TEXTE FOURNI –

'''

L’article 265 C. civ. et la clause d’exclusion des biens professionnels : ne pas se tromper de combat !

Nicolas Duchange
15 février 2024
Concernant la proposition de loi visant à assurer « une justice patrimoniale au sein de la famille », un amendement a été voté par l’Assemblée nationale pour modifier l’article 265 du Code civil :

« La clause d’exclusion des biens professionnels du calcul de la créance de participation ne constitue pas un avantage matrimonial qui est révoqué de plein droit en cas de divorce. »

Cet amendement part d’une bonne intention : préserver l’efficacité des clauses visant à limiter la participation en cas de divorce, et donc préserver l’intérêt du régime de la participation aux acquêts, ce « régime des chefs d’entreprise ».

Mais la formulation votée est aberrante : elle conduirait à inscrire dans le Code civil une clause condamnée par la doctrine notariale dès 1993.

Car cette clause, imaginée pour limiter la dette de participation de l’époux détenant des biens professionnels (biens difficiles à évaluer et délicats à vendre) peut vicieusement conduire à augmenter celle due par le conjoint (quand les biens non professionnels de celui-ci sont plus importants).

Indéniablement, la rédaction actuelle de l’article 265 du Code civil, effectuée au regard des seuls régimes de communauté, pose de graves difficultés d’application au régime de la participation aux acquêts. Une modification de ce texte est donc souhaitable, mais en s’y prenant autrement.

'''

LIGNES DE DONNÉES –
'''

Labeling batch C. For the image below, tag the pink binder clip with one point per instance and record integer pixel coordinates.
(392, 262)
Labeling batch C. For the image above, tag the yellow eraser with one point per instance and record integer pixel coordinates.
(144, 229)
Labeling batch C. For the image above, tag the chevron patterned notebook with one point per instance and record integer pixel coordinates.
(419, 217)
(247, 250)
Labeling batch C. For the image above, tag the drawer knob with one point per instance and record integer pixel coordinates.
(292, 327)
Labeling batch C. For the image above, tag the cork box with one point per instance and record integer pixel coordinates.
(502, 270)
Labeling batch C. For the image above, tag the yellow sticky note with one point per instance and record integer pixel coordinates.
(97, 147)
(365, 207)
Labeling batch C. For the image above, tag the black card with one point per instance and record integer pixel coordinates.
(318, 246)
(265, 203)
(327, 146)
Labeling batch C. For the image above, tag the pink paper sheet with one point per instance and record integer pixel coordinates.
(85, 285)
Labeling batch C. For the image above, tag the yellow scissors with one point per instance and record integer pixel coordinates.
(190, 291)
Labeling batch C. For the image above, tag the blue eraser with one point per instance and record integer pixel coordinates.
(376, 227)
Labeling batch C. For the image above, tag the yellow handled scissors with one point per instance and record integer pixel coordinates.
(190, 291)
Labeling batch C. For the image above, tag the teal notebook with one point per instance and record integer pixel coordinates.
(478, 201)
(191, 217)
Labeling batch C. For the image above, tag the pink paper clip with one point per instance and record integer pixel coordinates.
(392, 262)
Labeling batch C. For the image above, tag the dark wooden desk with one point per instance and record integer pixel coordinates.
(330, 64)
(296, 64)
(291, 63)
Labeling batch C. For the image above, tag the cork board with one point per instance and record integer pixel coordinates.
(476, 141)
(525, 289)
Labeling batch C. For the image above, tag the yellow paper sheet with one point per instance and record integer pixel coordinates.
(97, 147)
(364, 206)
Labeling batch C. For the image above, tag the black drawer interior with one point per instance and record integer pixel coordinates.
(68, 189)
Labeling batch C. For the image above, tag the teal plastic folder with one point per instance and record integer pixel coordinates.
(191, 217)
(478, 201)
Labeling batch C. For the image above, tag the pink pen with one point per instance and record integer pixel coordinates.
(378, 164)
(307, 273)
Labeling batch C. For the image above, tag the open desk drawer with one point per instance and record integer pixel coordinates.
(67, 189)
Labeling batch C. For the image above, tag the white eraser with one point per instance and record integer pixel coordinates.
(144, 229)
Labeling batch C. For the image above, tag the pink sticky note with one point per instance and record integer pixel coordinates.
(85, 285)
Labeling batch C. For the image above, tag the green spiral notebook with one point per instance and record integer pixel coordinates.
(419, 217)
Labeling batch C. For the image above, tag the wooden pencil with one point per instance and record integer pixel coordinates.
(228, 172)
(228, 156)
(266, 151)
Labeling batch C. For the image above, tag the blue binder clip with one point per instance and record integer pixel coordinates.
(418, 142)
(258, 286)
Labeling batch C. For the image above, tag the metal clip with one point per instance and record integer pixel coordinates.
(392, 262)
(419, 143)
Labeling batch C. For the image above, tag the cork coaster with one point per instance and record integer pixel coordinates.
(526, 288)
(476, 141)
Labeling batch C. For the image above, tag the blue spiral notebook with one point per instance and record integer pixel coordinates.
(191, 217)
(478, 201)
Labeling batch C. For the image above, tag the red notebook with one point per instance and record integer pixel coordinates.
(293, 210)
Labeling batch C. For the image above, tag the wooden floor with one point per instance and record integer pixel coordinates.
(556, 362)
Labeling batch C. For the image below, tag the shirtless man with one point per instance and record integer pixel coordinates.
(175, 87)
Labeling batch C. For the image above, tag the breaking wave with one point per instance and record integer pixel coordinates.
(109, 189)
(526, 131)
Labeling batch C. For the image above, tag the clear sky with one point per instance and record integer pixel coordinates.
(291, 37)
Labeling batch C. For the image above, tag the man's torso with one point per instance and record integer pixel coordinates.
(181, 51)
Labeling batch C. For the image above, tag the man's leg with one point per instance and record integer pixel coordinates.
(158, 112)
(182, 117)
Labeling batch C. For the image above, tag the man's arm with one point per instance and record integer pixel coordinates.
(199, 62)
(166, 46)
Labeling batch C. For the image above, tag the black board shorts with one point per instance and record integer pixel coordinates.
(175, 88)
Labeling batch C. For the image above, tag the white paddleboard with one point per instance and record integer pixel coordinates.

'''

CONSIGNE 1 – Dites si chaque affirmation ci-dessous concorde avec le texte sur l’article 265 du Code civil, en répondant par oui ou par non et en citant mot pour mot le passage qui tranche. (a) L’amendement a été voté par le Sénat. (b) La clause d’exclusion des biens professionnels peut aboutir à accroître la dette de participation du conjoint. (c) L’auteur estime qu’aucune modification de l’article 265 n’est souhaitable.
CONSIGNE 2 – Poursuivez le texte sur l’article 265 du Code civil à partir de sa dernière phrase.

RÉPONSE RÉDIGÉE 1 –
(a) Non : « un amendement a été voté par l’Assemblée nationale pour modifier l’article 265 du Code civil ».
(b) Oui : « peut vicieusement conduire à augmenter celle due par le conjoint (quand les biens non professionnels de celui-ci sont plus importants) ».
(c) Non : « Une modification de ce texte est donc souhaitable, mais en s’y prenant autrement. »

RÉPONSE RÉDIGÉE 2 –
Deux voies peuvent être proposées :

Première possibilité : modifier l’article 265 en revenant au texte qui avait été proposé en 2003 par le Garde des Sceaux, en tenant compte des apports de 2006 et 2016

L’article 265 du Code civil serait alors ainsi révisé :

Art. 265 . – « Le divorce est sans incidence sur les avantages matrimoniaux qui ne sont pas subordonnés au prédécès de l'un des époux et sur les donations de biens présents quelle que soit leur forme.

Le divorce emporte révocation de plein droit de toutes les dispositions à cause de mort, y compris les avantages matrimoniaux, accordées par un époux envers son conjoint par contrat de mariage ou pendant l'union, sauf volonté contraire de l'époux qui les a consenties. Cette volonté est constatée dans la convention signée par les époux et contresignée par les avocat ou par le juge au moment du prononcé du divorce et rend irrévocable l’avantage ou la disposition maintenus.

Toutefois, si le contrat de mariage le prévoit, les époux pourront toujours reprendre les biens qu’ils auront apportés à la communauté ou inclus dans les acquêts de participation. »

Cette solution a nettement ma préférence pour deux raisons :

1°) elle correspond au texte qui aurait permis d’éviter les embarras actuels ;

2°) elle évite de mentionner des clauses particulières pour s’en tenir à la généralité des mécanismes.

Seconde possibilité : rectifier l’amendement en mentionnant toutes les clauses ajustant la participation en cas de divorce (mais certes pas la clause d’exclusion) :

L’article 265 du Code civil serait alors complété par un alinéa ainsi rédigé :

« Toute clause plafonnant ou minorant le montant d’une créance de participation ne constitue pas un avantage matrimonial qui est révoqué de plein droit en cas de divorce. »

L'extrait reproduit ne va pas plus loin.